Task statement:
Please reproduce everything from the start of the records down to the line containing "M 150 45 L 150", swapping "white wall" for "beige wall" and leaving the rest unchanged. Omit the pictures from your answer.

------ Listing

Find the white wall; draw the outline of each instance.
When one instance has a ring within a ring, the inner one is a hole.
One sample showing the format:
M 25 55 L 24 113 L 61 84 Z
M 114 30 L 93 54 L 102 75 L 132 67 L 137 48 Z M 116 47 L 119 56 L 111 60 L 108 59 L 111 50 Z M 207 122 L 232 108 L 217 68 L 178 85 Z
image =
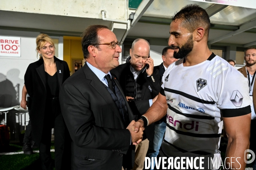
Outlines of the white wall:
M 150 45 L 150 55 L 154 61 L 154 66 L 158 66 L 163 62 L 162 51 L 166 46 Z

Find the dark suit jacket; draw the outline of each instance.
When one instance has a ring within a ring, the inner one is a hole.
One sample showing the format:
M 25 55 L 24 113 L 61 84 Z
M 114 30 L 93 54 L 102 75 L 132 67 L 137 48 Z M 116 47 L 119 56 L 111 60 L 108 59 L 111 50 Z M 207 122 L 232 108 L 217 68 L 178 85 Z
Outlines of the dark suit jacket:
M 127 75 L 129 74 L 131 76 L 133 76 L 133 75 L 131 72 L 130 63 L 127 62 L 121 64 L 112 70 L 110 72 L 116 75 L 123 91 L 125 95 L 127 96 L 126 94 Z M 154 78 L 154 81 L 152 79 L 152 77 Z M 148 100 L 154 98 L 160 92 L 161 84 L 158 70 L 154 69 L 153 74 L 150 77 L 147 77 L 146 71 L 143 73 L 140 74 L 137 80 L 137 83 L 140 84 L 141 88 L 141 101 L 132 101 L 128 103 L 134 114 L 143 115 L 150 107 Z M 149 86 L 150 86 L 151 91 Z M 153 124 L 146 127 L 145 134 L 149 140 L 153 140 L 154 136 Z
M 238 70 L 240 72 L 244 75 L 244 77 L 248 78 L 245 66 L 239 69 Z M 256 108 L 256 83 L 254 83 L 253 85 L 253 107 L 255 110 L 255 108 Z
M 125 101 L 131 121 L 132 113 Z M 63 84 L 60 103 L 73 141 L 73 169 L 121 170 L 123 161 L 131 169 L 130 155 L 124 155 L 131 152 L 130 133 L 110 94 L 86 63 Z
M 54 56 L 57 67 L 59 89 L 70 76 L 66 61 Z M 41 141 L 46 102 L 46 77 L 44 60 L 41 58 L 29 65 L 24 77 L 25 85 L 31 100 L 29 118 L 31 120 L 32 138 L 37 144 Z

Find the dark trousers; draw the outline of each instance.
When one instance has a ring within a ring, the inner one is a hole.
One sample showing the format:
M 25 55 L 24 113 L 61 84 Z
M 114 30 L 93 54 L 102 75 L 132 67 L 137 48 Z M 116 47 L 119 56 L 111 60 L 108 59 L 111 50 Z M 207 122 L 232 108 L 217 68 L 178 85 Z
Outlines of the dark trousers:
M 29 110 L 29 120 L 27 125 L 26 127 L 26 130 L 24 134 L 24 138 L 23 138 L 23 142 L 28 143 L 30 142 L 31 141 L 31 132 L 32 131 L 32 128 L 31 127 L 31 122 L 30 120 L 30 104 L 31 99 L 30 97 L 27 97 L 26 98 L 27 101 L 28 110 Z
M 54 128 L 55 169 L 56 170 L 69 169 L 71 161 L 69 154 L 71 148 L 70 137 L 65 132 L 66 128 L 62 115 L 60 114 L 59 100 L 54 100 L 56 101 L 51 100 L 51 103 L 47 102 L 49 105 L 46 108 L 46 111 L 49 112 L 46 113 L 45 116 L 42 139 L 39 146 L 41 167 L 43 170 L 51 169 L 51 130 Z
M 29 115 L 30 110 L 29 110 Z M 31 140 L 31 131 L 32 129 L 31 128 L 31 122 L 29 120 L 27 125 L 26 127 L 26 130 L 25 131 L 25 134 L 24 135 L 24 138 L 23 139 L 23 142 L 28 143 L 30 142 Z

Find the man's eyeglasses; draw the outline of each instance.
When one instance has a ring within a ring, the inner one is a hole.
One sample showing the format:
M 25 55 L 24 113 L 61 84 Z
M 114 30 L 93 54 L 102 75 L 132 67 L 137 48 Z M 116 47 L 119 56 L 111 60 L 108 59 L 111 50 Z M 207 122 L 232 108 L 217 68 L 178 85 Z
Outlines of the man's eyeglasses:
M 118 45 L 118 46 L 120 46 L 120 43 L 119 43 L 119 42 L 116 43 L 115 41 L 112 41 L 111 43 L 103 43 L 102 44 L 95 44 L 94 46 L 97 46 L 98 45 L 111 45 L 113 49 L 115 49 L 117 44 Z

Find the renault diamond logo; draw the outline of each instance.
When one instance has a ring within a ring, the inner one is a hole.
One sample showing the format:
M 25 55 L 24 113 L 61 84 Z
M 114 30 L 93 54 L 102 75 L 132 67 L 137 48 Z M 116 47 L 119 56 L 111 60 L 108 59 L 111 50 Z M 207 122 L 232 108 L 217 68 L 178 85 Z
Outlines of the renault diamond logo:
M 235 90 L 230 98 L 230 101 L 236 107 L 239 107 L 243 103 L 243 96 L 238 90 Z
M 203 79 L 203 78 L 199 78 L 197 80 L 197 92 L 203 89 L 206 85 L 207 85 L 207 83 L 206 80 Z

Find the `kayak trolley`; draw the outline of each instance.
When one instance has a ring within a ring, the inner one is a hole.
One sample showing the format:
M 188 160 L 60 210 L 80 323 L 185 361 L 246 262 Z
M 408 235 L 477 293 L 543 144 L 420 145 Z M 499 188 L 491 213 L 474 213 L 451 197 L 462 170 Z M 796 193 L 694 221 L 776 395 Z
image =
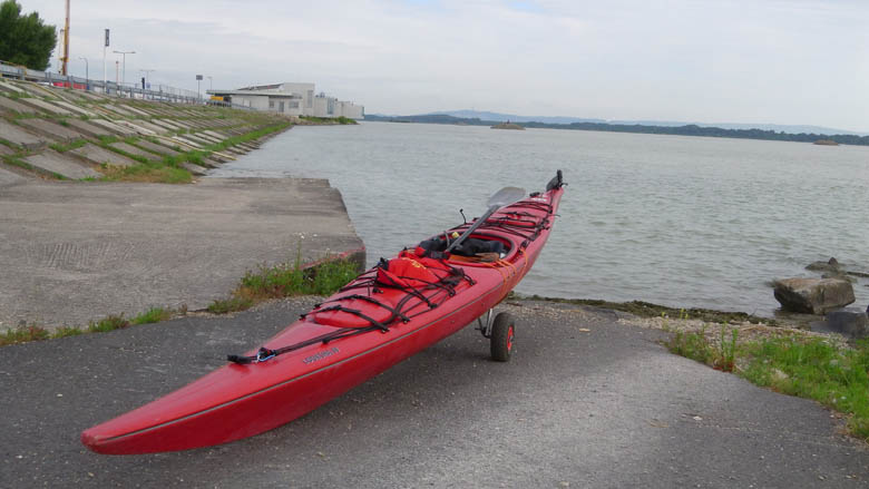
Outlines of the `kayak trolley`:
M 491 359 L 496 362 L 508 362 L 512 353 L 516 321 L 511 314 L 506 312 L 496 314 L 492 320 L 492 312 L 494 310 L 490 309 L 486 311 L 486 314 L 477 317 L 477 330 L 482 333 L 484 338 L 489 339 Z

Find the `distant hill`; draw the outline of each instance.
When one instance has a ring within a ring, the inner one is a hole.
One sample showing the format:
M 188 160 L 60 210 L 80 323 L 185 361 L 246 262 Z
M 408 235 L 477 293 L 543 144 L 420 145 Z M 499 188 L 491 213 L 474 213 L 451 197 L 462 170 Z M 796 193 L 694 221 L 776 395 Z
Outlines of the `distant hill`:
M 789 134 L 844 134 L 856 136 L 867 136 L 866 133 L 855 133 L 852 130 L 834 129 L 831 127 L 822 126 L 799 126 L 799 125 L 781 125 L 781 124 L 739 124 L 739 123 L 696 123 L 696 121 L 675 121 L 675 120 L 607 120 L 607 119 L 588 119 L 582 117 L 549 117 L 549 116 L 517 116 L 515 114 L 500 114 L 489 113 L 485 110 L 445 110 L 438 113 L 430 113 L 426 115 L 446 115 L 452 117 L 460 117 L 465 119 L 482 119 L 495 120 L 498 123 L 544 123 L 544 124 L 573 124 L 573 123 L 597 123 L 597 124 L 616 124 L 621 126 L 661 126 L 661 127 L 680 127 L 694 125 L 699 127 L 720 127 L 722 129 L 761 129 L 761 130 L 774 130 L 777 133 Z
M 495 120 L 498 123 L 544 123 L 544 124 L 573 124 L 573 123 L 606 123 L 604 119 L 583 119 L 579 117 L 547 117 L 547 116 L 517 116 L 515 114 L 487 113 L 479 110 L 447 110 L 431 113 L 431 115 L 445 115 L 461 117 L 463 119 Z
M 465 118 L 448 114 L 421 114 L 418 116 L 381 116 L 377 114 L 367 114 L 367 121 L 383 123 L 422 123 L 422 124 L 451 124 L 460 126 L 494 126 L 505 120 L 481 119 L 479 117 Z M 609 124 L 609 123 L 589 123 L 578 121 L 570 124 L 549 124 L 540 121 L 520 121 L 509 119 L 514 124 L 523 127 L 543 128 L 543 129 L 572 129 L 572 130 L 603 130 L 609 133 L 638 133 L 638 134 L 668 134 L 676 136 L 705 136 L 705 137 L 730 137 L 742 139 L 765 139 L 781 141 L 814 143 L 818 139 L 829 139 L 842 145 L 869 146 L 869 136 L 859 136 L 856 134 L 830 134 L 830 133 L 784 133 L 772 129 L 755 128 L 734 128 L 726 129 L 714 126 L 700 126 L 687 124 L 682 126 L 651 126 L 643 124 Z M 801 126 L 793 126 L 801 127 Z

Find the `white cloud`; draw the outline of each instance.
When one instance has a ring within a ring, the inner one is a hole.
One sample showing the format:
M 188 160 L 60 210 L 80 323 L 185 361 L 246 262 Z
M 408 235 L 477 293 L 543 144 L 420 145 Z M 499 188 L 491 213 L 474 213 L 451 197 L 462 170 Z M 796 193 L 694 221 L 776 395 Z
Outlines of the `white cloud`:
M 62 2 L 19 1 L 62 22 Z M 100 72 L 110 27 L 113 49 L 137 51 L 128 79 L 149 68 L 188 89 L 196 74 L 216 87 L 314 81 L 369 113 L 475 107 L 869 131 L 867 25 L 862 0 L 91 0 L 74 1 L 71 48 Z

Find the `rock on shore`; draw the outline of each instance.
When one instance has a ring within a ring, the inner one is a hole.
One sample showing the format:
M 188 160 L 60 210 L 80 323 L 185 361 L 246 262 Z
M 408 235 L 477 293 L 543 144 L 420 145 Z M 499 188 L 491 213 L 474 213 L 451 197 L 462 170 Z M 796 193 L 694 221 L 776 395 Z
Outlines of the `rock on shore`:
M 524 127 L 519 126 L 518 124 L 512 124 L 512 123 L 501 123 L 501 124 L 496 124 L 496 125 L 495 125 L 495 126 L 492 126 L 491 128 L 492 128 L 492 129 L 514 129 L 514 130 L 525 130 L 525 128 L 524 128 Z
M 840 278 L 782 278 L 773 286 L 785 311 L 824 314 L 855 302 L 851 283 Z

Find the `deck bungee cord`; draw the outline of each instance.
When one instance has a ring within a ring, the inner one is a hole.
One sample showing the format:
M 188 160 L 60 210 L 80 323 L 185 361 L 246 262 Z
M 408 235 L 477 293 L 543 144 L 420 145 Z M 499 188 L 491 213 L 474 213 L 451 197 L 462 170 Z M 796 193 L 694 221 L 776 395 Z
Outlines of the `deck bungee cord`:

------------

Answer below:
Find the beige wall; draw the outline of each instance.
When one instance has a ring within a ring, the inner one is a hole.
One sample showing the format:
M 25 55 L 24 113 L 61 84 Z
M 114 30 L 93 54 L 102 75 L 132 67 L 137 48 Z M 116 47 L 119 56 L 111 60 L 108 59 L 111 50 Z M 207 122 L 232 108 L 217 68 L 178 85 Z
image =
Outlines of the beige wall:
M 150 45 L 150 55 L 154 61 L 154 66 L 158 66 L 163 62 L 162 51 L 166 46 Z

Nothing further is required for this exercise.